STATED TASK: Convert every row below into a numbered list, omitting blank lines and excluding the pictures from the answer.

DATASET CONTENT:
########

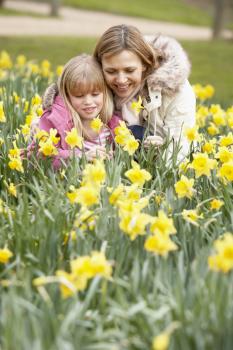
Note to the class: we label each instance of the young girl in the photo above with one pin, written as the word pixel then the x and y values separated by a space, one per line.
pixel 83 96
pixel 156 70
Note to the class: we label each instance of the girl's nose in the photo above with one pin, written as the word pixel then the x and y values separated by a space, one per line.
pixel 121 78
pixel 88 99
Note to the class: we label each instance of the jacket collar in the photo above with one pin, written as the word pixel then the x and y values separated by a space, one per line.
pixel 174 68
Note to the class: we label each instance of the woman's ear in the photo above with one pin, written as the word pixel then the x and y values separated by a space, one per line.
pixel 159 58
pixel 144 68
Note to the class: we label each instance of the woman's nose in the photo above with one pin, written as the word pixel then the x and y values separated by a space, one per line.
pixel 121 78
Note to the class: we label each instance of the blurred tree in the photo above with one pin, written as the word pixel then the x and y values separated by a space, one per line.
pixel 220 7
pixel 55 5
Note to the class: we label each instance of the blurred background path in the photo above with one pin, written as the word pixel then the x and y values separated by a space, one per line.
pixel 75 22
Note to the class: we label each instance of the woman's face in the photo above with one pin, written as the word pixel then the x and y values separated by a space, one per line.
pixel 123 72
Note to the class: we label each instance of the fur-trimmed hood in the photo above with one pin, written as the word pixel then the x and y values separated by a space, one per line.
pixel 174 68
pixel 173 71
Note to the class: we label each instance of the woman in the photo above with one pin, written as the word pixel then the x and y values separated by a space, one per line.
pixel 157 71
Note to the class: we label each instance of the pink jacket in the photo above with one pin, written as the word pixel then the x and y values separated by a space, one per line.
pixel 58 118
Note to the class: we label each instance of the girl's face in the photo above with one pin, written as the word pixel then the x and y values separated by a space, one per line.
pixel 123 72
pixel 87 105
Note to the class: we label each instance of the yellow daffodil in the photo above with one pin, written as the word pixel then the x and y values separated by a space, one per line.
pixel 5 255
pixel 159 244
pixel 20 60
pixel 96 124
pixel 191 216
pixel 137 105
pixel 15 163
pixel 162 224
pixel 94 173
pixel 192 134
pixel 223 259
pixel 226 171
pixel 73 139
pixel 184 187
pixel 2 114
pixel 226 140
pixel 224 154
pixel 47 148
pixel 5 60
pixel 133 223
pixel 216 204
pixel 137 175
pixel 212 129
pixel 202 164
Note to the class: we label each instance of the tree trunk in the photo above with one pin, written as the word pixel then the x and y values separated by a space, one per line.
pixel 219 6
pixel 55 4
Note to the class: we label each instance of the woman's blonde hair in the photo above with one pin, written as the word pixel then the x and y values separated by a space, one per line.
pixel 83 74
pixel 124 37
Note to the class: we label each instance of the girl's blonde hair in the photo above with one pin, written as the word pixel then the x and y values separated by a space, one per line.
pixel 83 74
pixel 124 37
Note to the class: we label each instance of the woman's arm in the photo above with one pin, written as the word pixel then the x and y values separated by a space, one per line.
pixel 178 115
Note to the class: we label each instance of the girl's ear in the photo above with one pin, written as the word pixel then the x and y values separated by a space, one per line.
pixel 144 67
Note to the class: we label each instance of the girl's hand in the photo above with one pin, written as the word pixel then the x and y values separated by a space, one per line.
pixel 154 140
pixel 98 152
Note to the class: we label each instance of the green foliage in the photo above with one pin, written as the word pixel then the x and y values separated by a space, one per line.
pixel 147 293
pixel 207 58
pixel 163 10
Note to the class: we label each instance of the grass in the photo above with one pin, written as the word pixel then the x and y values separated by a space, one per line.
pixel 163 10
pixel 10 12
pixel 207 58
pixel 147 294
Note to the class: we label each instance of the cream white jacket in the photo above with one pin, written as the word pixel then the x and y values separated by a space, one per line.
pixel 169 115
pixel 172 101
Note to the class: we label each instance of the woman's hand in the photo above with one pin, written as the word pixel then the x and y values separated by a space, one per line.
pixel 154 140
pixel 99 152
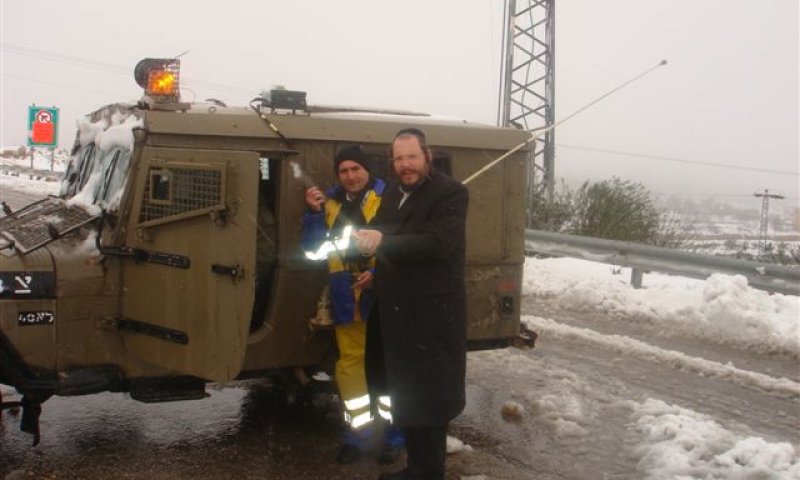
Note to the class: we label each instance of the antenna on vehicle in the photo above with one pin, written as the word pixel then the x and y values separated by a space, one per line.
pixel 536 134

########

WRITTEN RESPONSE:
1. Note to the class: we label each instance of the young girl in the photo above with one pin, written as the word pixel then the x and y values separated by a space, one per line.
2. pixel 83 96
3. pixel 156 70
4. Note to the class: we label each instance of the girl's nose in the photo above with one pin, written as the word pixel then the x and y values separated by a space, one per line.
5. pixel 121 78
6. pixel 88 99
7. Note to the class: we label each instance of the jacket collar in the photo above with one pin, written as the word pixel then the x and y values separated by a space, one per line.
8. pixel 174 68
9. Note to the class: we label each instance of the woman's ear in the photo above with one pin, written as the word pixel then the x and y values separated by a space, one per line.
10. pixel 159 58
11. pixel 144 68
12. Note to the class: we label each instance of the woman's nose in the photo above with one pin, written as the word pixel then the x and y values separated by a space, one per line.
13. pixel 121 78
14. Note to the class: we label each instance of the blurred tree in the photo above with one pin, written as the word pixel then the x and y values separated by a space, one per line.
15. pixel 220 7
16. pixel 55 5
17. Note to the class: we label each instance of the blurred background path in the photo above with one pin, written as the word pixel then the x and y values separated by a space, one per line.
18. pixel 75 22
19. Note to the class: we label each instance of the woman's face in the photo above with one pin, written as the word pixel then the x and y values separated by a space, one per line.
20. pixel 123 72
21. Note to the class: we label each instance of the fur-trimmed hood in the photo above with one pin, written as the word pixel then the x and y values separated by a space, one per line.
22. pixel 174 68
23. pixel 173 71
24. Note to the class: we label each instance of the woman in the photo above with one pin, written as the word pixel then the x and y values separated by a space, one per line.
25. pixel 157 71
26. Note to the class: we label each instance of the pink jacket in the photo above with one pin, written as the word pixel then the x and y values separated by a space, one per line.
27. pixel 58 118
28. Note to the class: we label each instance of the girl's face in the photo above with one pin, written as the word pixel then the x and y values separated by a space, one per line.
29. pixel 123 72
30. pixel 87 105
31. Note to the class: we label each instance of the yellow daffodil in the photo above with one pin, written as the word pixel then the x and y values separated by a space, one per line.
32. pixel 5 255
33. pixel 159 244
34. pixel 20 60
35. pixel 96 124
36. pixel 191 216
37. pixel 137 105
38. pixel 15 163
39. pixel 162 224
40. pixel 94 173
41. pixel 192 134
42. pixel 223 259
43. pixel 226 171
44. pixel 73 139
45. pixel 184 187
46. pixel 2 114
47. pixel 226 140
48. pixel 224 154
49. pixel 47 148
50. pixel 5 60
51. pixel 133 223
52. pixel 216 204
53. pixel 137 175
54. pixel 212 129
55. pixel 202 164
56. Note to the class: we label each instance of the tree trunk in the photo above with one pin, written as the word pixel then the x and y values separated by a space, one per line.
57. pixel 219 6
58. pixel 55 4
59. Note to the class: we label each instance of the woman's blonde hair in the photo above with one pin, written as the word pixel then the x and y values separated by a space, one per line.
60. pixel 83 74
61. pixel 124 37
62. Note to the class: we label each instance of the girl's blonde hair in the photo above with one pin, written as the word pixel then the x and y values separated by a space, one per line.
63. pixel 83 74
64. pixel 124 37
65. Note to the class: we label each instance of the woman's arm in the photo above with one pin, written as the word pixel then the x and y values separated by a space, one per line.
66. pixel 178 115
67. Note to the class: we label each instance of the girl's ear in the photo above with one pin, written as the word pixel then the x and y values separated by a space, one per line.
68. pixel 144 67
69. Note to the class: we label each instance of the girl's hand in the photo above with one pin, written as the word pixel then the x and y values separated by a space, one per line.
70. pixel 154 140
71. pixel 98 152
72. Note to the class: we label each instance of the green foliage in the photo above with one pin, written as the word pixel then the x and y values separated by a space, one per line.
73. pixel 147 293
74. pixel 207 58
75. pixel 163 10
76. Note to the class: we label each instance of the grass in the photo above with one pin, written as the word pixel then the x and y values separated by a space, one per line.
77. pixel 163 10
78. pixel 10 12
79. pixel 207 58
80. pixel 147 294
81. Note to the class: we label each instance of the cream white jacket in the photo above with one pin, written as the word pixel then the x and y values separated by a space, one per line.
82. pixel 169 115
83. pixel 172 101
84. Note to the class: we label each instance of the woman's hand in the photo above with one pin, written as the word pixel then the x and y values separated by a space, one per line.
85. pixel 154 140
86. pixel 99 152
87. Note to the class: we label each instance of the antenna on vehicle in the photo above with one pin, written as the word pixel then the x and y values separated by a space, one per line.
88. pixel 536 134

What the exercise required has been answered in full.